It’s all about color! Pack your plate with colorful foods and you’ll have a healthy diet. Yes, the gorgeous fall colors of the leaves on the trees also color our fall harvest foods and deliver a riot of good nutrition. Russet red cranberries and blueish purple grapes contain anthocyanins which can slow cancer cell growth. Orange pumpkins and butternut squashes deliver vitamins A and C important for vision, bone growth, reproduction, and a healthy immune system. They also help fight cancer. Fall’s yellow and green squash contain a variety of nutrients which together battle atherosclerosis, diabetic heart disease, and high blood pressure. They can help prevent heart disease and strokes. Plus the fiber in these squash help lower cholesterol levels and reduce the risk of colon cancer. Eaten together with rich, brown, whole grain bread which can improve heart health and aid weight loss, they deliver a superbly healthy diet!
But it’s the artist in us, not the academic nutritionist, who’s drawn to the healthiest foods. If I need my glasses in the grocery store then I’m in the wrong aisle. Inherently healthy foods rarely come labeled. Instead they advertise themselves in the international language of vibrant colors. They say, “I’m so pretty! Pick me up!” Yes, beautiful foods = healthy foods = easy cooking = happy eating.
So this fall season, I’m bringing autumn’s colors into the kitchen. I’m cooking up canvases of color. I’m letting the fabulous colors of fall’s foods entice my kids to the table. I get them to eat veggies by sweetening them with fall fruits and dashes of cinnamon. And because the harvest foods can be so simple to prepare, the kids can help with the cooking. Kids are more likely to eat a food they have helped cooked.
For example, to cook acorn squash I just slice the squash in half crosswise and let the kids scoop out the seeds. I clip off the pointy bottom tips, and set the squash in an oiled casserole dish. I salt and pepper them, and add a scant teaspoon of brown sugar. The kids fill the squash cavities with cranberries and diced apples. We dot them with butter, then pop them into the oven for an hour at 325. Sometimes I prepare and cook them ahead of time because I’ve found that re-heating them in the microwave doesn’t damage their flavor.
I add green or yellow and a touch of brown to our plates by steaming sliced zucchini, then topping it with a mix of bread crumbs slightly browned in melted butter.
Butternut squash is also easy to prepare. I just slice it lengthwise in two. Scoop out the seeds, lay the halves down on a slightly oiled microwavable dish. Nuke them on high for about 12 minutes. Then I scoop out the orange butternut pulp into a casserole dish, mash it up with butter, salt, pepper, cinnamon, sometimes a tad of brown sugar, and serve it.

════════════════

#### Task A
In the piece on fall harvest foods, list every ingredient that the butternut squash pulp is mashed with.
#### Task B
Copy word for word the part of the piece on fall harvest foods that begins with the words "Butternut squash is" and ends after the words "and serve it.".

#### Excerpted records
════════════════

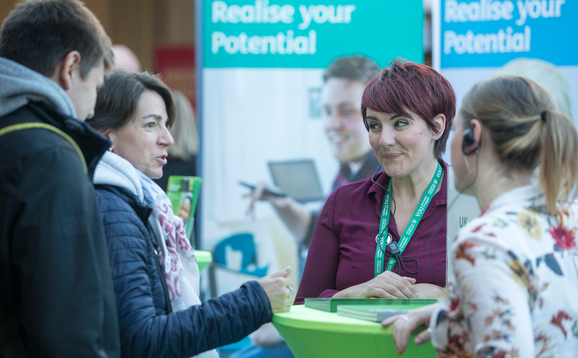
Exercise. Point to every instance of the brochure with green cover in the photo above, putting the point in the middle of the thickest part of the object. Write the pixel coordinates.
(331, 304)
(183, 192)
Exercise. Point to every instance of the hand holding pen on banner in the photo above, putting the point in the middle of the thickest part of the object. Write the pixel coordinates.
(294, 214)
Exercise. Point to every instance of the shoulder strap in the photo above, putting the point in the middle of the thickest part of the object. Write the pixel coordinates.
(22, 126)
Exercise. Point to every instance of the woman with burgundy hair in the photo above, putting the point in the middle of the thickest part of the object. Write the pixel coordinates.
(385, 236)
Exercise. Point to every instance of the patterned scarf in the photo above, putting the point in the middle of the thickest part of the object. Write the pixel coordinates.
(177, 255)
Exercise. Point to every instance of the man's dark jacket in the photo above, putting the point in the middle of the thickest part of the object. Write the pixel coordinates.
(57, 298)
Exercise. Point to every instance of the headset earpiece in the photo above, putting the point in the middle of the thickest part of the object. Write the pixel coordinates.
(469, 140)
(468, 137)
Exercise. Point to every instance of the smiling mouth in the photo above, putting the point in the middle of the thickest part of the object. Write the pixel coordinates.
(392, 156)
(336, 138)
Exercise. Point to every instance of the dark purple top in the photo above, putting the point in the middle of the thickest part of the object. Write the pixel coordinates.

════════════════

#### Task solution A
Butter, salt, pepper, cinnamon, brown sugar

#### Task solution B
Butternut squash is also easy to prepare. I just slice it lengthwise in two. Scoop out the seeds, lay the halves down on a slightly oiled microwavable dish. Nuke them on high for about 12 minutes. Then I scoop out the orange butternut pulp into a casserole dish, mash it up with butter, salt, pepper, cinnamon, sometimes a tad of brown sugar, and serve it.